● **Natural-language object grounding data**:
========================================

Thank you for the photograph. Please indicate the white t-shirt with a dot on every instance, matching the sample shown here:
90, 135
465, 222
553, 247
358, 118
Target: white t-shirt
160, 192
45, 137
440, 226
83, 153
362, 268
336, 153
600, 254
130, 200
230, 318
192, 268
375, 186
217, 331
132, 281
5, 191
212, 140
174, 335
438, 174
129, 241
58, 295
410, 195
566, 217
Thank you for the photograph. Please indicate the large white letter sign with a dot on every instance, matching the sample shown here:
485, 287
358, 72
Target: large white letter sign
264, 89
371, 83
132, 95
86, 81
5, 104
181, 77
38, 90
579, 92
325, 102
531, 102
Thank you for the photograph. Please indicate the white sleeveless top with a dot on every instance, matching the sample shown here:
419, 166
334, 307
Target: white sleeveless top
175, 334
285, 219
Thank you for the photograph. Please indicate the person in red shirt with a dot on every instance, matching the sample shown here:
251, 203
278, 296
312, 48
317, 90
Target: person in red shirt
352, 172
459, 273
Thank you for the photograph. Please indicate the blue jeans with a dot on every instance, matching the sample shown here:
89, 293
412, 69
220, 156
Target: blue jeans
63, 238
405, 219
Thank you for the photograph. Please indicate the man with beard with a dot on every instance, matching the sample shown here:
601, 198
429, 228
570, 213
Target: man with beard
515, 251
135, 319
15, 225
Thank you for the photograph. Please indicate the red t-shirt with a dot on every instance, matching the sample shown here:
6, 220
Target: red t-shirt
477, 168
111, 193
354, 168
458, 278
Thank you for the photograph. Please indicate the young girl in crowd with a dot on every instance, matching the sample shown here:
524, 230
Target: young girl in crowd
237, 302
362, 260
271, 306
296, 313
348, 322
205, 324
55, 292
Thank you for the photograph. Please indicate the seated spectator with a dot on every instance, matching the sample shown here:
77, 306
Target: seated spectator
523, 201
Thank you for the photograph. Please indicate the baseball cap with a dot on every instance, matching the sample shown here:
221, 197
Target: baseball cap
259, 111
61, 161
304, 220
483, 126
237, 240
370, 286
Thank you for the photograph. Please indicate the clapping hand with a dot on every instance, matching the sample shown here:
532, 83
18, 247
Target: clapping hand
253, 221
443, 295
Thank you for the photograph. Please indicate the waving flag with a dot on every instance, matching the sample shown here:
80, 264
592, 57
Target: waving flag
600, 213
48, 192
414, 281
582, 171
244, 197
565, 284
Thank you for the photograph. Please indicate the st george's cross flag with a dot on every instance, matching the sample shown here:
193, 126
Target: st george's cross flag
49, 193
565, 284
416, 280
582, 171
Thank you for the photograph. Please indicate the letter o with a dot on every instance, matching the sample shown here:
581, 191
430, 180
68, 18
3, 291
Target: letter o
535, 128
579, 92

========================================

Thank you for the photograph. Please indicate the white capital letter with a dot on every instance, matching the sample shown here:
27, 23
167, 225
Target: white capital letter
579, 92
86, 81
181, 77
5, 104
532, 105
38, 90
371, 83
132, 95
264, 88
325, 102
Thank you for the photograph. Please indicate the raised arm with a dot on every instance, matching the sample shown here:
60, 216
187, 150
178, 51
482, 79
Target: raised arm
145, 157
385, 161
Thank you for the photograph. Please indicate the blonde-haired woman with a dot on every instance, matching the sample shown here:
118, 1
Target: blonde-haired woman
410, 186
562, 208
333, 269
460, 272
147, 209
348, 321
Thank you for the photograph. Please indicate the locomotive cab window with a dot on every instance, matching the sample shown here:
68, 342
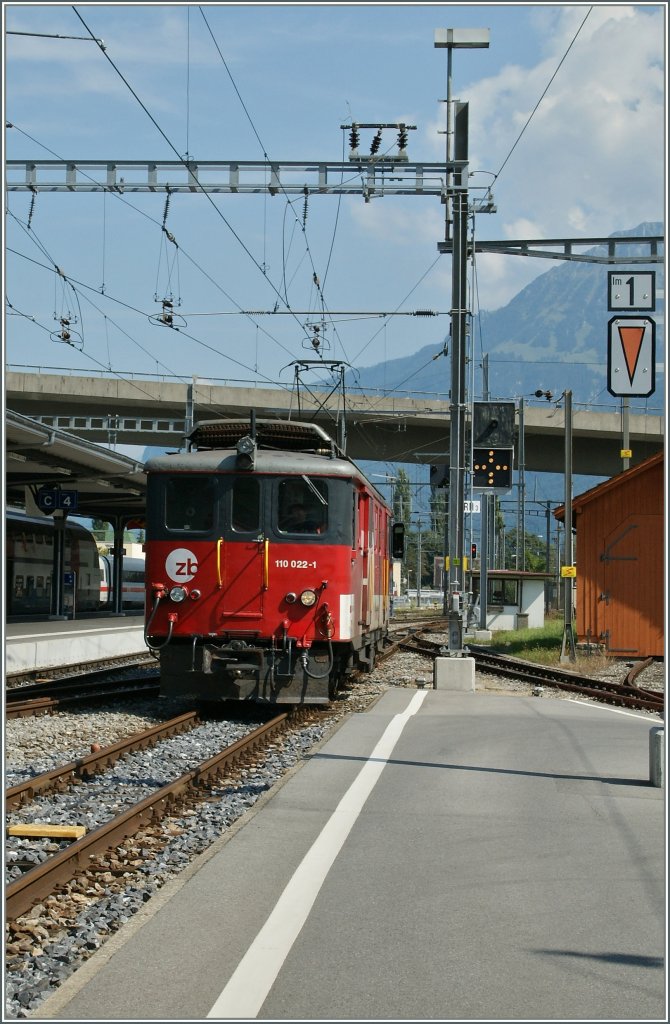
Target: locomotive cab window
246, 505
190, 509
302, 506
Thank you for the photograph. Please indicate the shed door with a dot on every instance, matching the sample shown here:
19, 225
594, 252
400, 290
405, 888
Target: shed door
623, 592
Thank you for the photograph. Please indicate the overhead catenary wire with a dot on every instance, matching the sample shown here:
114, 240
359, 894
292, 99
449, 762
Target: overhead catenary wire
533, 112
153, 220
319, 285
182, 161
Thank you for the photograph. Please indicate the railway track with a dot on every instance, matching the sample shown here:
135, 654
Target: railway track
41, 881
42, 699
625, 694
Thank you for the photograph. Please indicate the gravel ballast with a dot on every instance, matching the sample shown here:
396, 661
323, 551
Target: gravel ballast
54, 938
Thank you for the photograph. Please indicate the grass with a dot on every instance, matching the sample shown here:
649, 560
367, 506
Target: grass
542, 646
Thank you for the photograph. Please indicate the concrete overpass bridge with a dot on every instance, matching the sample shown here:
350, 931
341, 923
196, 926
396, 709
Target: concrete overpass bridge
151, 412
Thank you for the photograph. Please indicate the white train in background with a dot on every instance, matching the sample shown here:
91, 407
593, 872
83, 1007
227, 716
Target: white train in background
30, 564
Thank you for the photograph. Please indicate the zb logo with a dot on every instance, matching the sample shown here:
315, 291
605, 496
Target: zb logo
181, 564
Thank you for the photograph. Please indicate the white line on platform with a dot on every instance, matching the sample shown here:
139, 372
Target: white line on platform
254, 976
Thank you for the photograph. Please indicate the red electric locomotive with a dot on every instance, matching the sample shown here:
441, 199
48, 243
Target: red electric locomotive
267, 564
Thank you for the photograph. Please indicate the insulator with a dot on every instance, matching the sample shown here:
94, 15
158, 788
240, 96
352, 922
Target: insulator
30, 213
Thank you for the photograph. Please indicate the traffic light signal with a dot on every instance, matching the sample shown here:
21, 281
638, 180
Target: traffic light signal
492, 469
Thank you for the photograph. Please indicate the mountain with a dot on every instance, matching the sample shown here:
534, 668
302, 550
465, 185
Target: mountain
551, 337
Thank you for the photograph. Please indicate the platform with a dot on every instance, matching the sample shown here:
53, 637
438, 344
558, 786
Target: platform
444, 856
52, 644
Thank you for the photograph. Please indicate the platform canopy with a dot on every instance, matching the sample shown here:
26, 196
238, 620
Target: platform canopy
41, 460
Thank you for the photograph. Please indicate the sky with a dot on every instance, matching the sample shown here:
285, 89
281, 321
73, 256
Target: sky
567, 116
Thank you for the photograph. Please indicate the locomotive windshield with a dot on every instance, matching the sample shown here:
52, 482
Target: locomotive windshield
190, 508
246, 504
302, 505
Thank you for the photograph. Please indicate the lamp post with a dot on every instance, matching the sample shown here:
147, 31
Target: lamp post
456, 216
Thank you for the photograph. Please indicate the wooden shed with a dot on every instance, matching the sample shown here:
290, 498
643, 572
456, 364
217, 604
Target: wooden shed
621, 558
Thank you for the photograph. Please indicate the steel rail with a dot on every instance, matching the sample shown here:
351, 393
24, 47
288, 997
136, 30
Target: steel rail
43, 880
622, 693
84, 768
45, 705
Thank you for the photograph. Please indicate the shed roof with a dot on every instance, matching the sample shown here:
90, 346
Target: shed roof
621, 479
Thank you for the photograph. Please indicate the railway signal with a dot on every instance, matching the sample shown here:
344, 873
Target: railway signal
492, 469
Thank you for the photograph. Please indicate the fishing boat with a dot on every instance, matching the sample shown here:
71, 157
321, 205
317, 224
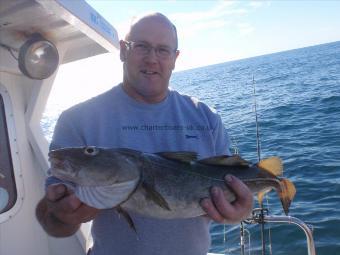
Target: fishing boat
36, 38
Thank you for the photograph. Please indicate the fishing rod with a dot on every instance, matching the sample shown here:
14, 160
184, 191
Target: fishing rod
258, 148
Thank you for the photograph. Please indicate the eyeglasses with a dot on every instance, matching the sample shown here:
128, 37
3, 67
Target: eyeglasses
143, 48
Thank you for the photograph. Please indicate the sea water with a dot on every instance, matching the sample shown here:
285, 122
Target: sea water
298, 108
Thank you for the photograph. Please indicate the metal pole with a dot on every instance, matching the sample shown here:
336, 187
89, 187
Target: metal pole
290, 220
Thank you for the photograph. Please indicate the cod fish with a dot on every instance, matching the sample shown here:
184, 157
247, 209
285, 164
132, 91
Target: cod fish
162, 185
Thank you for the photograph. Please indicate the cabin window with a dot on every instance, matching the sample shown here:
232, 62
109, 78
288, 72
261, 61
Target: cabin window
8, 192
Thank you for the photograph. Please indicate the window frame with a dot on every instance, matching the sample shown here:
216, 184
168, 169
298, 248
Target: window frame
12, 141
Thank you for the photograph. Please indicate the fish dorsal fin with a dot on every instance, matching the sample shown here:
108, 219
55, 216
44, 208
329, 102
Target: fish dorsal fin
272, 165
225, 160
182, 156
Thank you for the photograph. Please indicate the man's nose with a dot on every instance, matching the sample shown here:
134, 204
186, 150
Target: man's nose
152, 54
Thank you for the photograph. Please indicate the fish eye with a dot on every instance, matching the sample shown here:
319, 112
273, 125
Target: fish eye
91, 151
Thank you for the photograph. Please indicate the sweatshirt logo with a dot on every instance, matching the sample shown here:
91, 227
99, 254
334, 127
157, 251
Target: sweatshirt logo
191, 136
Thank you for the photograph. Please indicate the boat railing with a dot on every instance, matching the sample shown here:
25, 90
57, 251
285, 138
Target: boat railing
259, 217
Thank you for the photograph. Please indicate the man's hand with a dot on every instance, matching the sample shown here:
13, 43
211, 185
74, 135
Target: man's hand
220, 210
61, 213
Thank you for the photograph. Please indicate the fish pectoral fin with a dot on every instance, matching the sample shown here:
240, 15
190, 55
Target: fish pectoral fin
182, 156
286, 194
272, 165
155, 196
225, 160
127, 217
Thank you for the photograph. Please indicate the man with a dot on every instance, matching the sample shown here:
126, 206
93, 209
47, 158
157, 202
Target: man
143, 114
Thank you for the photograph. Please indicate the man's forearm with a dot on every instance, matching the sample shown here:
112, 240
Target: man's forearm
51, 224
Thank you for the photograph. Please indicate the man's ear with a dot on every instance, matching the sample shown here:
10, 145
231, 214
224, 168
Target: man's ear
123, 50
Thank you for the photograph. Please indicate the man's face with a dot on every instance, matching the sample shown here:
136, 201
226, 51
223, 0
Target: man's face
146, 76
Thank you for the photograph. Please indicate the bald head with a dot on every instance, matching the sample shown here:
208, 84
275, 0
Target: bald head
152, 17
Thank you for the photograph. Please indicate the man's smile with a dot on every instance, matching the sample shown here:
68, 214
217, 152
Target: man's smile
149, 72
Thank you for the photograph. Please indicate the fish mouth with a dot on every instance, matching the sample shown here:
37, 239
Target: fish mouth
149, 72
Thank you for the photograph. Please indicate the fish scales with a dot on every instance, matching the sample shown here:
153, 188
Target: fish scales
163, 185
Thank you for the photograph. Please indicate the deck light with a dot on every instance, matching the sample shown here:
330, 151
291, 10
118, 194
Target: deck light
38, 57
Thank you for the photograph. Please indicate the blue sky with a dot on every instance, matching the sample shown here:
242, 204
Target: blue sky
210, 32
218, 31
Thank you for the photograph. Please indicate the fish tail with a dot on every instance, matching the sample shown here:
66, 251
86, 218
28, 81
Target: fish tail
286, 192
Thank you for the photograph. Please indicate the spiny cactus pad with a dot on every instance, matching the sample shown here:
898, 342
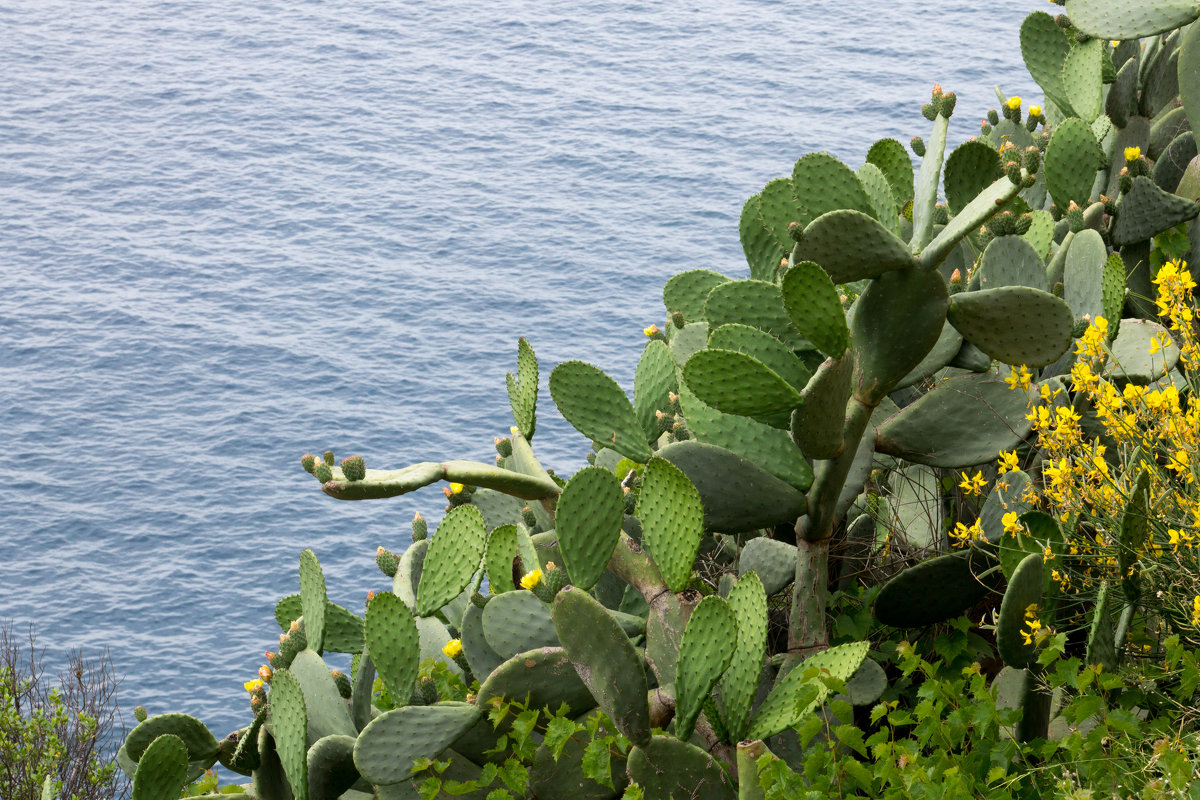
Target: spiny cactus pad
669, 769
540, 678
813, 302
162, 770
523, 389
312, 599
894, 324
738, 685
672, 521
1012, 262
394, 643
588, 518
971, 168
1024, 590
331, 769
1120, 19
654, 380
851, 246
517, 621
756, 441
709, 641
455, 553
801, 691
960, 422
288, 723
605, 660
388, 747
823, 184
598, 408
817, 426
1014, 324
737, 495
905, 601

========================================

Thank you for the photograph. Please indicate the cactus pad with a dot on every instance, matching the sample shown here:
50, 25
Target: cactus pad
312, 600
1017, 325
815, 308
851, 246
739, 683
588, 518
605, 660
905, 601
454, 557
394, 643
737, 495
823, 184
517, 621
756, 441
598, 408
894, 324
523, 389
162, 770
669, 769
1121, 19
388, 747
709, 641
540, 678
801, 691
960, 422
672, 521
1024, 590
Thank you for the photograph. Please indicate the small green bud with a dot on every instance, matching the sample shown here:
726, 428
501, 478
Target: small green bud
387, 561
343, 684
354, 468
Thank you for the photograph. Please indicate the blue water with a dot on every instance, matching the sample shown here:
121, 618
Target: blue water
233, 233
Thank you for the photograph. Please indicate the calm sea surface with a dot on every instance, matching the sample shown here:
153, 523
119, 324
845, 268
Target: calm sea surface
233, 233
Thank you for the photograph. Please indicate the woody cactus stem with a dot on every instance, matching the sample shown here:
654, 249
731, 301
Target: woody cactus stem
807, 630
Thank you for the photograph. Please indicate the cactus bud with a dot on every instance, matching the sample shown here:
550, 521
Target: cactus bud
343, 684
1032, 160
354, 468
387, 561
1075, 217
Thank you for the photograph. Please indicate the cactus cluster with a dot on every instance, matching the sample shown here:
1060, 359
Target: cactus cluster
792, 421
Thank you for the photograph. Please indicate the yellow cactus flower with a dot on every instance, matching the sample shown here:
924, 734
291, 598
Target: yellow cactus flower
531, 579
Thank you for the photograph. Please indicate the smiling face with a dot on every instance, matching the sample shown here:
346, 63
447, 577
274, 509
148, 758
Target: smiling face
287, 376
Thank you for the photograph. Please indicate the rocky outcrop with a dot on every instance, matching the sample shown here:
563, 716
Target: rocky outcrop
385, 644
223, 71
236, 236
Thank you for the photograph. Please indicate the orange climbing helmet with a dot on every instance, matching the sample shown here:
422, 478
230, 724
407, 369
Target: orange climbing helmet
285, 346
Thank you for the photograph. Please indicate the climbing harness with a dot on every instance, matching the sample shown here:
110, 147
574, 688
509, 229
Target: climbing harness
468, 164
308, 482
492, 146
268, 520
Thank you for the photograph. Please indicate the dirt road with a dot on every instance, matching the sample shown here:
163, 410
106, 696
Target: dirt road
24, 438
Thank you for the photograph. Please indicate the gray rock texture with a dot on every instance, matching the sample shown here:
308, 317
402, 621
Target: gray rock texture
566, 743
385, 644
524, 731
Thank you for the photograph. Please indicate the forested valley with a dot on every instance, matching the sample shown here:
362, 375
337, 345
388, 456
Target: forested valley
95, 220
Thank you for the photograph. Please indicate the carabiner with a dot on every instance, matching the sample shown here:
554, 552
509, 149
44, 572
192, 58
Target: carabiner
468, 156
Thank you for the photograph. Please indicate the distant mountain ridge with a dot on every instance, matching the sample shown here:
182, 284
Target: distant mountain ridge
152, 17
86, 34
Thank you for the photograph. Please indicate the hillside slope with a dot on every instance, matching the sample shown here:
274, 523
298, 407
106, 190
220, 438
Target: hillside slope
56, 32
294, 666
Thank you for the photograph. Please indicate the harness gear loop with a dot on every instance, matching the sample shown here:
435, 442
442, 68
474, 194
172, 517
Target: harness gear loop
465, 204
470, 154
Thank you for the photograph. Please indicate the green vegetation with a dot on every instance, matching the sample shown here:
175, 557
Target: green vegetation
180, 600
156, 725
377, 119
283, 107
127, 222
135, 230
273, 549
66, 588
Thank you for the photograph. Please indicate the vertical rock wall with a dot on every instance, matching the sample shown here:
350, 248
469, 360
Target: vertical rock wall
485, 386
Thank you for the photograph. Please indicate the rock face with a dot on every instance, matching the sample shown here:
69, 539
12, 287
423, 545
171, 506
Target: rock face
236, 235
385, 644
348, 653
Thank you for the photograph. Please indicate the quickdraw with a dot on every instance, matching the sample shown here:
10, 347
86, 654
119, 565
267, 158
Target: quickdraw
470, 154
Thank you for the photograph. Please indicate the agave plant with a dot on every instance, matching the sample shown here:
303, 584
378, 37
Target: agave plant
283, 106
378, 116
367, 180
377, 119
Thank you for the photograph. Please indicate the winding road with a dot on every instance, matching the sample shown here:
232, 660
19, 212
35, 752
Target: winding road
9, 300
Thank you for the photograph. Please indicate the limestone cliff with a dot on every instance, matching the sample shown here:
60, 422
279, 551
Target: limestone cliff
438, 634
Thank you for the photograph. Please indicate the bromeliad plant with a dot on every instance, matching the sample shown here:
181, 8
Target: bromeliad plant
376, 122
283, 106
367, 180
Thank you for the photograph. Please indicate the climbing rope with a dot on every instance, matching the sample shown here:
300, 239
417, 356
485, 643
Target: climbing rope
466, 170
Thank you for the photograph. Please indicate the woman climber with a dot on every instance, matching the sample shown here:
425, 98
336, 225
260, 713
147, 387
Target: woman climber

========================================

● **ASSIGNMENT**:
For the data shown above, give the number of lines where the word "climber" appears, and nothing else.

● **ANSWER**:
2